Text excerpt Block Start

Modern database should natively support Transactionally-Reactive Programming cover image
Yury Chetyrko - Feb 7, 2019

Modern database should natively support Transactionally-Reactive Programming

In order to simplify and speed up the development of data-intensive visual applications, Nezaboodka introduces the concept of transactionally-reactive programming.

In a typical application, data in an underlying database is continuously changed by users and other applications. Developers spend a lot of time and effort ensuring their applications consistently display updated data on user screens. Most of the efforts are spent on reactive programming in the UI and transactional processing in the database.

Reactive programming is a paradigm of automatic propagation of data changes to user screens or to other applications. It is achieved by automatic and seamless tracking of all dependencies between source and derivative data in an application. A good illustration of reactivity is an Excel spreadsheet: when a cell value changes, all dependent cells are automatically recomputed and refreshed on screen. Transactional processing is a well known principle of performing data operations in ACID-compliant (atomic, consistent, isolated, and durable) way from a client standpoint . Transactional reactivity is the synergy of both concepts meaning that all data displayed on user screens is immediately and consistently refreshed once a transaction in the underlying database has completed.

Implementing transactional reactivity is hard — you need to consistently propagate changes from a typical relational database to an object-oriented UI through object-relational mappings (ORMs), middleware layers, and reactive programming frameworks. This requires a lot of manual work, custom development and integrations, which developers repeat again and again in each and every application regardless of the technology stack: SQL, ORM, EF, Hibernate, NodeJS, Java, .NET, Ruby, WebSockets, SSE, JavaScript, Swift, and so on and so forth. To develop each layer, you need to involve several engineers with different areas of expertise, thus turning a simple data visualization task into an unpredictable planning and execution activity. Say “hello” to costs and “good bye” to time to market.

In our opinion, database should provide seamless transactional reactivity out of the box, freeing developers from the code-bloating complexities of ORMs, middleware layers, and typical reactive programming frameworks. This means that a database should be object-oriented by nature. It should also meet modern requirements for Big Data, distributed deployment, scalability, decentralization, as well as provide other important features, such as integrated transactional file storage, full-text search, native message queues, etc.

Such a database is on the way in Nezaboodka.

Text excerpt Block End
Record set Block Start

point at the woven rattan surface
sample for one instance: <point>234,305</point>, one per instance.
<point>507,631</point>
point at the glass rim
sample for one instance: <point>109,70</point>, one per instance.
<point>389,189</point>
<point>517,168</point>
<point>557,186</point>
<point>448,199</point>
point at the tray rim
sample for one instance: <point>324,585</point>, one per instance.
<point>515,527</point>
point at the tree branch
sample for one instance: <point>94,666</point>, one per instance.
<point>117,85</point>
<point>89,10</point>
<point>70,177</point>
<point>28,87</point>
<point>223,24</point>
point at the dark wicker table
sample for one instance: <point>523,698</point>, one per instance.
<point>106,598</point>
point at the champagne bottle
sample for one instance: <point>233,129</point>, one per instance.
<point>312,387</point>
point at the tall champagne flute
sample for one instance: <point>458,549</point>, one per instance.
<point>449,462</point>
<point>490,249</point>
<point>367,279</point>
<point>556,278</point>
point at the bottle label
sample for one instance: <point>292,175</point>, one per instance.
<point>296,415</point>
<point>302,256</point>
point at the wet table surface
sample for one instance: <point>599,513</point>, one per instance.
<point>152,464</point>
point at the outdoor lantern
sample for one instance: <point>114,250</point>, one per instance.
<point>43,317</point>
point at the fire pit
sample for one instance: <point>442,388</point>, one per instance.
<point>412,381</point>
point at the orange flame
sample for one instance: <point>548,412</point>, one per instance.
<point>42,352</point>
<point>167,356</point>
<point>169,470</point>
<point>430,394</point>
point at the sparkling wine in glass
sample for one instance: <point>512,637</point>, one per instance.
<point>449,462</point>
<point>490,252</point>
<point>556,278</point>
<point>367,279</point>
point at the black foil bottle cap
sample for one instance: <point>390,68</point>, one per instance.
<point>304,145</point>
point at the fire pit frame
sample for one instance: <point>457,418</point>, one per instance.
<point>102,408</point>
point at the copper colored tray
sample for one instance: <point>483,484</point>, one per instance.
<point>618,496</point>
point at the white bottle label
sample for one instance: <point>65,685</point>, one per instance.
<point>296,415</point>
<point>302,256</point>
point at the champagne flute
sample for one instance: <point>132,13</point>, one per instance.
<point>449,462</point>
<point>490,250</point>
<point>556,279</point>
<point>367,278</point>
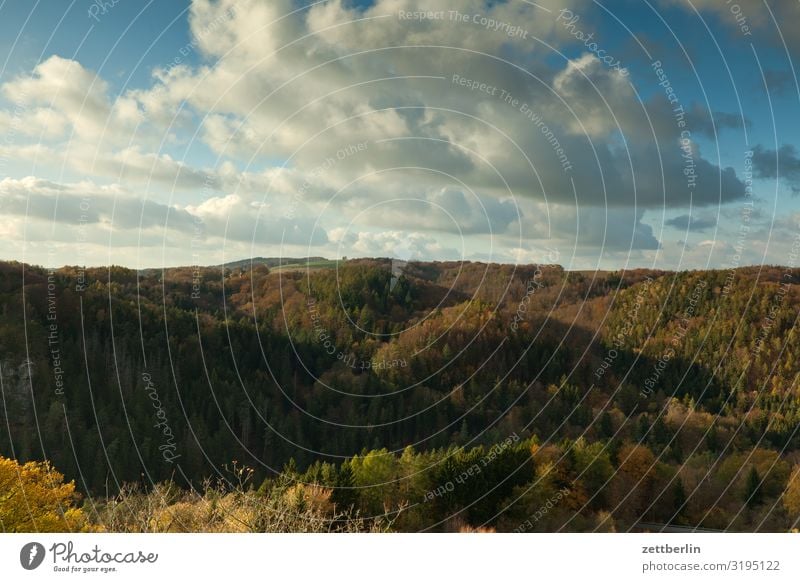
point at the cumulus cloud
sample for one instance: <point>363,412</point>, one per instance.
<point>334,117</point>
<point>687,222</point>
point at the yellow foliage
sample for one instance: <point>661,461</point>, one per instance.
<point>34,498</point>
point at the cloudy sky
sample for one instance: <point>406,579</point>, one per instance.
<point>616,134</point>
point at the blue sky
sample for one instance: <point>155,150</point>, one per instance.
<point>190,132</point>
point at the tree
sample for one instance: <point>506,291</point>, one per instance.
<point>752,491</point>
<point>791,497</point>
<point>34,498</point>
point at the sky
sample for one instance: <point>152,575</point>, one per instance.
<point>597,135</point>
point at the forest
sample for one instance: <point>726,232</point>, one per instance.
<point>354,395</point>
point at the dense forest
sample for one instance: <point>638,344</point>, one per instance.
<point>436,396</point>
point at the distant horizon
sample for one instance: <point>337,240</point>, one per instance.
<point>500,131</point>
<point>389,258</point>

Record set Block End

* What to do:
(a) Quote the article on transactionally-reactive programming word for word, beginning at "In order to" and stopping after "in the database.".
(b) List the properties that the article on transactionally-reactive programming gives as the meaning of ACID.

* Responses for each task:
(a)
In order to simplify and speed up the development of data-intensive visual applications, Nezaboodka introduces the concept of transactionally-reactive programming.

In a typical application, data in an underlying database is continuously changed by users and other applications. Developers spend a lot of time and effort ensuring their applications consistently display updated data on user screens. Most of the efforts are spent on reactive programming in the UI and transactional processing in the database.

(b)
- atomic
- consistent
- isolated
- durable